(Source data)
-- Begin --

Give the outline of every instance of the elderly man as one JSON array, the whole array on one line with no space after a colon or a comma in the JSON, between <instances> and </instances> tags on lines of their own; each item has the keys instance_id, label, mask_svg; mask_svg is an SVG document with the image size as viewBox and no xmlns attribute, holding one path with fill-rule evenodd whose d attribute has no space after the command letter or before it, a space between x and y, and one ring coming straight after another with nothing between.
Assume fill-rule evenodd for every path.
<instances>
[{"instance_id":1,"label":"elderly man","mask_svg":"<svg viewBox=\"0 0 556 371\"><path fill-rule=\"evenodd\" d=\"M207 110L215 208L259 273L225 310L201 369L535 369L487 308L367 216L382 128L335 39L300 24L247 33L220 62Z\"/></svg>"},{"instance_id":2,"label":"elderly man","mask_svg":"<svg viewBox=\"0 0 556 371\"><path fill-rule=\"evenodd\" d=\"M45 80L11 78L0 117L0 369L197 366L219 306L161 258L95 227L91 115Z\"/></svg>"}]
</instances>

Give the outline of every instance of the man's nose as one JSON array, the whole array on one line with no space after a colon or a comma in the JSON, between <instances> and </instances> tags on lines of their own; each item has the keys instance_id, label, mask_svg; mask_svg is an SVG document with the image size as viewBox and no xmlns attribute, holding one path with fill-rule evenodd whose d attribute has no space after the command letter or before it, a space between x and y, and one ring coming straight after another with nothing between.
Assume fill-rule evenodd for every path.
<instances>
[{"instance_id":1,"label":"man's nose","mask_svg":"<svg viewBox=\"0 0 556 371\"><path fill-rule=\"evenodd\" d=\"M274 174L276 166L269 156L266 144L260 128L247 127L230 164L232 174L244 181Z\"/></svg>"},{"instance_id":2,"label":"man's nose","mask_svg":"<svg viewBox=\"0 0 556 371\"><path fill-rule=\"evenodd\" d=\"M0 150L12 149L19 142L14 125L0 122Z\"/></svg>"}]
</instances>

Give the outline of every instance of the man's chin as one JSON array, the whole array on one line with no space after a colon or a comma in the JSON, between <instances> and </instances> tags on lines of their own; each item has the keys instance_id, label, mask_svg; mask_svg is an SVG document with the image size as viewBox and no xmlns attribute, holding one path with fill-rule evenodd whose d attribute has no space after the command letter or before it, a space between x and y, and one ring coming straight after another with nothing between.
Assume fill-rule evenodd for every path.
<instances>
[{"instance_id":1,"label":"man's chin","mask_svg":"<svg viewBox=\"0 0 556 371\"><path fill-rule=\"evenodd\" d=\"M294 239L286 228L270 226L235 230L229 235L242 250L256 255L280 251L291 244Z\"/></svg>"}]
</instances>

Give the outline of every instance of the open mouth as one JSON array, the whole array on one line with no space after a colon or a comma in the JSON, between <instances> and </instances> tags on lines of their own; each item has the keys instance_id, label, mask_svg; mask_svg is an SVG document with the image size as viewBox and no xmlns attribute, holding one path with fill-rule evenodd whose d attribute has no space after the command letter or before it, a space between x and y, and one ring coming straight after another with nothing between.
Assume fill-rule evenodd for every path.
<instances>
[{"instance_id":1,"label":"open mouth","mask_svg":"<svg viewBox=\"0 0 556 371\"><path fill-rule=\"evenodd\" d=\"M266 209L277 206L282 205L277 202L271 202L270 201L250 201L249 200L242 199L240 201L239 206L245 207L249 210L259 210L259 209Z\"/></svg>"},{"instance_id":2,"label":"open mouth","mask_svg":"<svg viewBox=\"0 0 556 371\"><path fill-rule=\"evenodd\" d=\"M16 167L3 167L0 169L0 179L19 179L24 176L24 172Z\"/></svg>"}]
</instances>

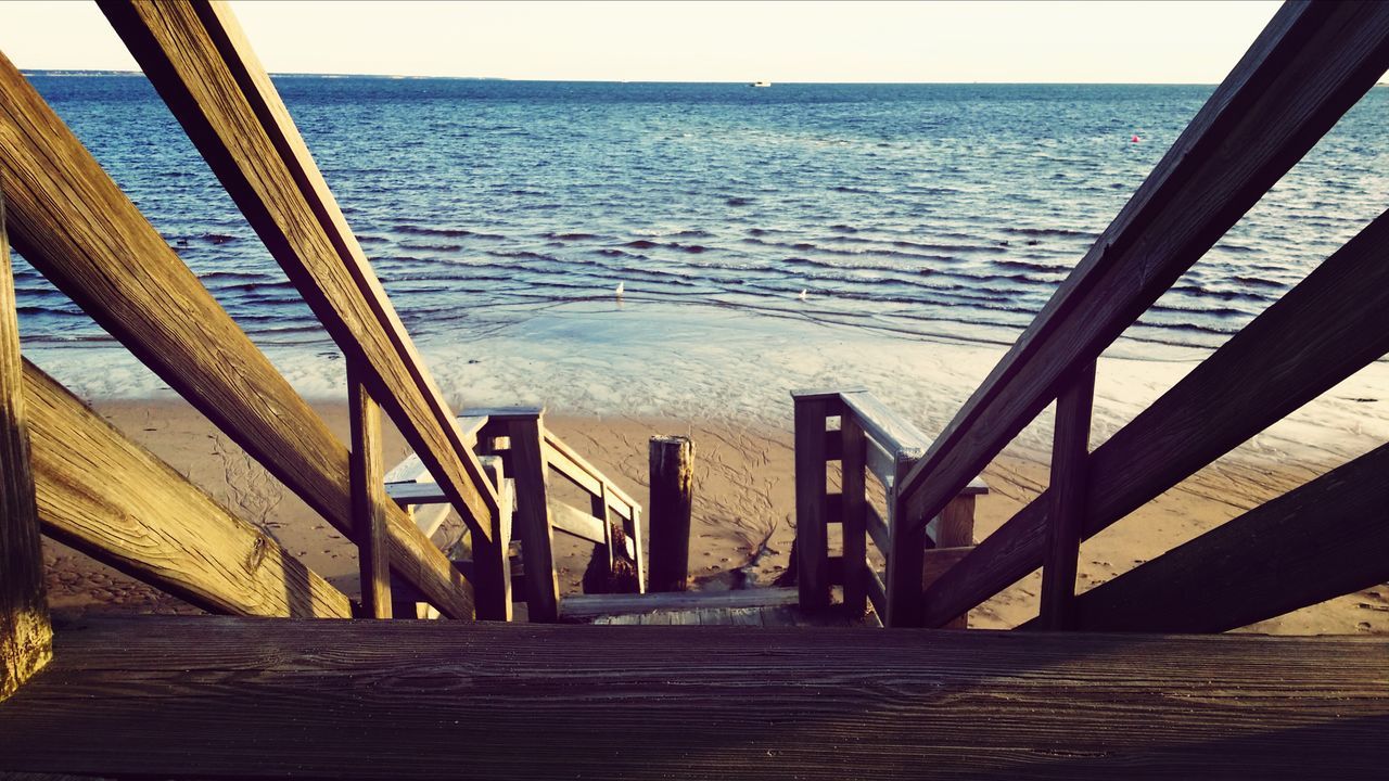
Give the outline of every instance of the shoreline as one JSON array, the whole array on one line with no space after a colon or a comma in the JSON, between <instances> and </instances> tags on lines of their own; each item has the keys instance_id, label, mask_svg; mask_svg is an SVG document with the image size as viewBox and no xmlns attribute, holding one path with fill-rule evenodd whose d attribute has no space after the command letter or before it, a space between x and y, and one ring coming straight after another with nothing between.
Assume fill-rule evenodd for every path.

-- End --

- **Required work**
Swap "outline" for "boundary" throughout the listing above and write out all of its lines again with nothing else changed. Leave the pictures out.

- **Correct response**
Give the boundary of every instance of the elderly man as one JSON array, the whole array on one line with no space after a colon or a comma in the JSON, between <instances> and </instances> tags on lines of their own; each item has the keys instance_id, label, mask_svg; mask_svg is an SVG document with the image size as viewBox and no xmlns attribute, holding one path with fill-rule evenodd whose d attribute has no space after the command letter or before it, a space between x and y, and one ring coming straight after another with nothing between.
Assume fill-rule evenodd for every path.
<instances>
[{"instance_id":1,"label":"elderly man","mask_svg":"<svg viewBox=\"0 0 556 371\"><path fill-rule=\"evenodd\" d=\"M207 110L215 208L259 273L225 310L201 369L535 369L487 308L367 216L382 128L335 39L300 24L247 33L220 62Z\"/></svg>"},{"instance_id":2,"label":"elderly man","mask_svg":"<svg viewBox=\"0 0 556 371\"><path fill-rule=\"evenodd\" d=\"M45 80L11 78L0 117L0 369L197 366L219 306L161 258L95 227L91 115Z\"/></svg>"}]
</instances>

Give the boundary of every instance of the man's nose as one JSON array, the whole array on one line with no space after a colon or a comma in the JSON, between <instances> and </instances> tags on lines of their own; each item has the keys instance_id, label, mask_svg; mask_svg is an SVG document with the image size as viewBox and no xmlns attribute, holding one path with fill-rule evenodd whose d attribute has no space after the command letter or before it, a space between x and y, and one ring coming straight after another with nothing between.
Assume fill-rule evenodd for every path.
<instances>
[{"instance_id":1,"label":"man's nose","mask_svg":"<svg viewBox=\"0 0 556 371\"><path fill-rule=\"evenodd\" d=\"M274 174L276 166L269 156L266 144L260 128L247 127L230 164L232 174L244 181Z\"/></svg>"},{"instance_id":2,"label":"man's nose","mask_svg":"<svg viewBox=\"0 0 556 371\"><path fill-rule=\"evenodd\" d=\"M0 150L12 149L19 142L14 125L0 122Z\"/></svg>"}]
</instances>

Give the boundary of every instance of the man's chin as one JSON array, the whole array on one line with no space after a colon or a comma in the JSON, between <instances> and </instances> tags on lines of their own; each item has the keys instance_id, label, mask_svg; mask_svg is an SVG document with the image size as viewBox and no xmlns attribute, holding one path with fill-rule evenodd whose d attribute has no space after the command letter or before it, a space between x and y, and one ring coming straight after another with nothing between.
Assume fill-rule evenodd for every path.
<instances>
[{"instance_id":1,"label":"man's chin","mask_svg":"<svg viewBox=\"0 0 556 371\"><path fill-rule=\"evenodd\" d=\"M294 239L286 228L270 226L235 230L229 235L242 250L256 255L280 251L291 244Z\"/></svg>"}]
</instances>

Give the boundary of every instance of the open mouth as one JSON array, the whole array on one line with no space after a colon or a comma in the JSON, between <instances> and </instances> tags on lines of their own; each item has the keys instance_id, label, mask_svg; mask_svg is an SVG document with the image size as viewBox and no xmlns attribute, holding one path with fill-rule evenodd whose d attribute has no space after the command letter or before it, a space between x and y, and one ring coming straight after another with nothing between.
Assume fill-rule evenodd for every path.
<instances>
[{"instance_id":1,"label":"open mouth","mask_svg":"<svg viewBox=\"0 0 556 371\"><path fill-rule=\"evenodd\" d=\"M266 209L277 206L282 205L277 202L271 202L270 201L250 201L249 200L242 199L240 201L239 206L245 207L249 210L259 210L259 209Z\"/></svg>"},{"instance_id":2,"label":"open mouth","mask_svg":"<svg viewBox=\"0 0 556 371\"><path fill-rule=\"evenodd\" d=\"M16 167L3 167L0 169L0 179L19 179L24 176L24 172Z\"/></svg>"}]
</instances>

Give the boundary of every instance of the shoreline as one JSON array, the whole array on one line with no space after a colon or a comma in the JSON, between <instances> and </instances> tags on lines of their own; each item has the keys instance_id, label, mask_svg; mask_svg is an SVG document with the image size as viewBox and no xmlns attribute, holding one path with fill-rule evenodd whose d attribute has no space after the command letter or before it, a space between x and y, and one ring coming straight after another with nothing between.
Assume fill-rule evenodd for every path.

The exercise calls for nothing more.